→ AUFGABENSTELLUNG 1
Laut Quelltext: In welcher Rolle gab Spence 1995 sein professionelles Debüt auf der Opernbühne?
→ AUFGABENSTELLUNG 2
Aktualisiere den Abschnitt des Quelltexts zwischen „Bereits während seiner“ und „Cheltenham und Brighton.“ einschließlich und gib ihn wieder. Ersetze dabei „Schubert-Liedern“ durch „Brahms-Liedern“.

→ QUELLTEXT
'''

Bereits während seiner Studienzeit debütierte Spence als Konzertsänger am Barbican Centre in London (unter Neeme Järvi), bei RIAS Berlin (in Händels Theodora), in der Wigmore Hall (mit Schubert-Liedern) und bei den Festivals von Cheltenham und Brighton.
Opernrollen
Spence' professionelles Debüt auf der Opernbühne erfolgte 1995 als Idamante in Mozarts Idomeneo, dirigiert von Sir Charles Mackerras an der Welsh National Opera. Dieselbe Rolle sang er im selben Jahr auch in München – mit nur einem Probentag.[1] In der Folge übernahm er kleinere Rollen in Alzira (unter Mark Elder am ROH Covent Garden), in La Calisto unter René Jacobs (in Brüssel und bei den Salzburger Pfingstfestspielen) und in Mitridate, re di Ponto unter Roger Norrington (bei der Mozartwoche und den Salzburger Festspielen).

'''

→ DATENSATZINHALT

'''

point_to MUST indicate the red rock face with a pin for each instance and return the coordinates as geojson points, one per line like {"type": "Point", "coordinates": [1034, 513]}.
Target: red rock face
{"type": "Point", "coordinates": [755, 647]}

'''

→ ENDGÜLTIGE ANTWORT 1
Als Idamante in Mozarts Idomeneo.

→ ENDGÜLTIGE ANTWORT 2
Bereits während seiner Studienzeit debütierte Spence als Konzertsänger am Barbican Centre in London (unter Neeme Järvi), bei RIAS Berlin (in Händels Theodora), in der Wigmore Hall (mit Brahms-Liedern) und bei den Festivals von Cheltenham und Brighton.